> TASK SET:
A – From the article on Karachi's trees, list every main road on which the Conocarpus trees were planted.
B – In the article on Karachi's trees, quote the stretch from "KARACHI: Karachi needs immediate" through "the ‘Green Karachi’ project." verbatim.

Mehndi (Hina) Tree. PHOTO: AYSHA SALEEM/EXPRESS

KARACHI: Karachi needs immediate plantation of indigenous trees, artificial forests near the city and more public parks with big trees, suggested environmentalists and forest experts.

“Ideally, there should be one tree for one person,” said Niaz Soomro, the director-general of parks and horticulture, Karachi Metropolitan Corporation (KMC). “We (Karachiites) are at least 65 per cent behind target.”

Soomro’s department maintains around 140,000 trees of the Conocarpus specie that were planted on the city’s main roads, Sharae Faisal, Karsaz Road, Rashid Minhas Road, New MA Jinnah Road and University Road, in 2008 as part of the ‘Green Karachi’ project.

“There is no space for trees in the city,” said Soomro. “Water shortage is another issue.” He suggested setting up artificial forests near the city. “They could be on the National or Super highways,” he said.

Read: Green day: Imran Khan inaugurates ‘Billion Tree Tsunami’

Environment experts believe that monoculture is anti-environment. According to them, exotic trees contribute to environmental pollution. “Multicultural plantation is required,” suggested Javed Ahmed Mahar, a forest expert and the conservator of Sindh Wildlife Department.

According to him, the city had its own indigenous trees, including Banyan, Ficus, Gulmohar, Kamini, Neem and Tamarindus. “One feels different when passing by old trees in the city,” he said, adding that the plantation of more local trees will certainly bring a rapid environmental change in Karachi. Mahar felt that the disappearance of forest trees from both sides of the Indus river contributed to the weather change.

> RECORD SET:

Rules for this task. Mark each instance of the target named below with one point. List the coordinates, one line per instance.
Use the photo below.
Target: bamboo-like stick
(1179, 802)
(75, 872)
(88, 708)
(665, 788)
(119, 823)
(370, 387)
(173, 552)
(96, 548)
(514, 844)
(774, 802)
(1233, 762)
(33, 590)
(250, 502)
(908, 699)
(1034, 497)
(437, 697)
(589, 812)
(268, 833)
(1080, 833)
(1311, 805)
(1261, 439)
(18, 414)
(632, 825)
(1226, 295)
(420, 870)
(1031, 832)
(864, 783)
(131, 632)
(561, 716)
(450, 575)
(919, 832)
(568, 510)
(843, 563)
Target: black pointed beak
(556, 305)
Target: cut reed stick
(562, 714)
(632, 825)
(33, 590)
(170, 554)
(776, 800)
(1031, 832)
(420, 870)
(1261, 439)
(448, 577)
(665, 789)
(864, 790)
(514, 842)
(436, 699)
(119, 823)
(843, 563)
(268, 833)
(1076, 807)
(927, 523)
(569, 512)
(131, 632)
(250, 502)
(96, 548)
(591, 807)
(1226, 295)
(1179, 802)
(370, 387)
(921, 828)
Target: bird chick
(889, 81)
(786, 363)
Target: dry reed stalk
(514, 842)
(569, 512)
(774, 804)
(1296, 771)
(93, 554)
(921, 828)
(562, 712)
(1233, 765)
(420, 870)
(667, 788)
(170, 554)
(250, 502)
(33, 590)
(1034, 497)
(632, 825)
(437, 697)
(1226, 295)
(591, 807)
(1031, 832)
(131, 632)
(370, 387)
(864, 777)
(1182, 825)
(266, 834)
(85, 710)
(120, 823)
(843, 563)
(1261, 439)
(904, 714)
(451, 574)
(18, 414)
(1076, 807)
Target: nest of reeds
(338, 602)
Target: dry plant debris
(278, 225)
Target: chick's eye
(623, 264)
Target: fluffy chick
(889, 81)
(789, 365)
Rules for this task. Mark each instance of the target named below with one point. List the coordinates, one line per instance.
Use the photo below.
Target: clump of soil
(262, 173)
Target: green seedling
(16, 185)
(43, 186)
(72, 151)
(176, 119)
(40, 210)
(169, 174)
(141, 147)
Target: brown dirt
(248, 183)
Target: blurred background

> SOLUTIONS FOR EACH TASK:
A – Sharae Faisal, Karsaz Road, Rashid Minhas Road, New MA Jinnah Road, University Road

B –
KARACHI: Karachi needs immediate plantation of indigenous trees, artificial forests near the city and more public parks with big trees, suggested environmentalists and forest experts.

“Ideally, there should be one tree for one person,” said Niaz Soomro, the director-general of parks and horticulture, Karachi Metropolitan Corporation (KMC). “We (Karachiites) are at least 65 per cent behind target.”

Soomro’s department maintains around 140,000 trees of the Conocarpus specie that were planted on the city’s main roads, Sharae Faisal, Karsaz Road, Rashid Minhas Road, New MA Jinnah Road and University Road, in 2008 as part of the ‘Green Karachi’ project.